### Obiettivo A:
Secondo il brano da leggere, quanti telespettatori raccoglie la cerimonia di apertura delle olimpiadi?
### Obiettivo B:
Individua tutte le righe delle voci che contengono la parola "house", tenendo conto di maiuscole e minuscole.

La cerimonia d’apertura a Pechino è stata bellissima. All’interno della mensa olimpica trovi di tutto. Ricordo che c’era Ronaldinho che non riusciva mai a mangiare perché tutti gli chiedevano la foto. Una delle cose meravigliose che mi è capitata, è che ho mangiato di fronte a Usain Bolt. Anche questa è l’olimpiade.

 

C’è un’atmosfera bellissima.

Meraviglioso! Però oltre al cibo buono, ci sono anche i fast food. Era in fila in uno di questi, mi pare fossi ad Atene 2004, e davanti a noi c’erano i calciatori, tra cui c’era De Rossi. Io gli bussai sulla spalla e gli dissi: «Mi prendi un panino anche a me?». «Ci mancherebbe altro! E chi te dice de no!» [ride]!

 

Vorrei ben vedere!

Sono cose belle questi incontri e questo ambiente che si crea. E ciò fa parte del bello delle olimpiadi, al di là delle gare ovviamente. 

 

L’audience delle cerimonie di apertura è incredibile. È l’evento sportivo più visto al mondo. Raccoglie circa due miliardi e mezzo di telespettatori. 

Esatto. 

 

Tornando al pugilato, ci racconti la tua Pechino 2008?

Nel primo incontro sfido un croato e lo batto facilmente. Prima dell’inizio dei match, mi ricordo che Mario Mattioli – giornalista Rai – mi chiese: «Che ti aspetti da questa olimpiade?». «Mario, da campione del mondo sono qua per vincere l’oro». Ricordiamo che al Mondiale di Chicago io vinsi l’oro, Clemente Russo vinse l’oro, Domenico Valentino vinse l’argento e Vincenzo Picardi vinse il bronzo. Fu un mondiale meraviglioso. Quella generazione si è portata a casa ben quattro medaglie. 

 

Tanto di cappello.

Tornando alle Olimpiadi, il secondo match l’ho gestito perché non volevo forzate troppo e la mia mobilità del ring ha iniziato un po’ a rallentarsi, ma non la velocità. Finì otto a quattro. Ero tranquillo e rilassato, ma il coach Damiani mi rimproverò: «Non va bene. Tu sei campione del mondo, gente così la devi spazzare via. Non devi vincere, devi stravincere».

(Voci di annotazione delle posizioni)

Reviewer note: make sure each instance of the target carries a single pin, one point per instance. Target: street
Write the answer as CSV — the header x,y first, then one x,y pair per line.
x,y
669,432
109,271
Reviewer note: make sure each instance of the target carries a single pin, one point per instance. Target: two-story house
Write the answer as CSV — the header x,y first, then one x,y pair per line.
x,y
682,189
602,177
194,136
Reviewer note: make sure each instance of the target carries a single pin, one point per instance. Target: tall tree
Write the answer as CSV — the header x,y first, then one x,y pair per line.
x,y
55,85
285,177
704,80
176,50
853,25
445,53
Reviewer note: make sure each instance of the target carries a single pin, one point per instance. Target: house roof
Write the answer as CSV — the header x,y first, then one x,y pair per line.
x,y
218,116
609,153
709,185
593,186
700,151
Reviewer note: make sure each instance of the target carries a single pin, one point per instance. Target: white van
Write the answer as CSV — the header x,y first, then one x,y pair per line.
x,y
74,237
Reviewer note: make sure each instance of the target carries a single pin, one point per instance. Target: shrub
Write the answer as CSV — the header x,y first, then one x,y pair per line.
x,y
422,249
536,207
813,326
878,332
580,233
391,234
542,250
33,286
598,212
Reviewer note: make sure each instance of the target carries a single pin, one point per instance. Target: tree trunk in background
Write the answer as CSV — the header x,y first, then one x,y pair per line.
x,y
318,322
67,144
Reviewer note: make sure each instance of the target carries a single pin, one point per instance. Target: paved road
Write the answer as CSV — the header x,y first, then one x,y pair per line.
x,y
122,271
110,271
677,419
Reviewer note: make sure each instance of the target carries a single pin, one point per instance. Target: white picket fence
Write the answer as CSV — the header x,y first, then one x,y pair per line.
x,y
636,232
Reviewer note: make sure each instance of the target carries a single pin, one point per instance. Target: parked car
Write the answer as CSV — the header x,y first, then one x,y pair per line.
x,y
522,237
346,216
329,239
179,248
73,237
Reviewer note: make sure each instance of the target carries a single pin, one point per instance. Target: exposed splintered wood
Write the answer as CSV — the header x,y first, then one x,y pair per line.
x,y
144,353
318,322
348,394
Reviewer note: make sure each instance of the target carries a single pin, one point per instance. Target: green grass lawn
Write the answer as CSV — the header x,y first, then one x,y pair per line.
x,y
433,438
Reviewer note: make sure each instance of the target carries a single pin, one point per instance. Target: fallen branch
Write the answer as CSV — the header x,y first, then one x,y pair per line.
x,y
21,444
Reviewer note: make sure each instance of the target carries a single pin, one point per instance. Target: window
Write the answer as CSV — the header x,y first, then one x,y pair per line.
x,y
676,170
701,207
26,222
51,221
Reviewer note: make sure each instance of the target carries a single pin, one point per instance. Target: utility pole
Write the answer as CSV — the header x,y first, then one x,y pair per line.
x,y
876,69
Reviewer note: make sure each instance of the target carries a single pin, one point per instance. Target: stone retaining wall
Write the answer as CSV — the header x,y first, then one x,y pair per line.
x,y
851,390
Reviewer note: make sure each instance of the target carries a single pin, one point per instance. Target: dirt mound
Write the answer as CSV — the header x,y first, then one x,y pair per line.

### Risposta A:
Circa due miliardi e mezzo di telespettatori.

### Risposta B:
Reviewer note: make sure each instance of the target carries a single pin, one point per instance. Target: two-story house
Reviewer note: make sure each instance of the target carries a single pin, one point per instance. Target: house roof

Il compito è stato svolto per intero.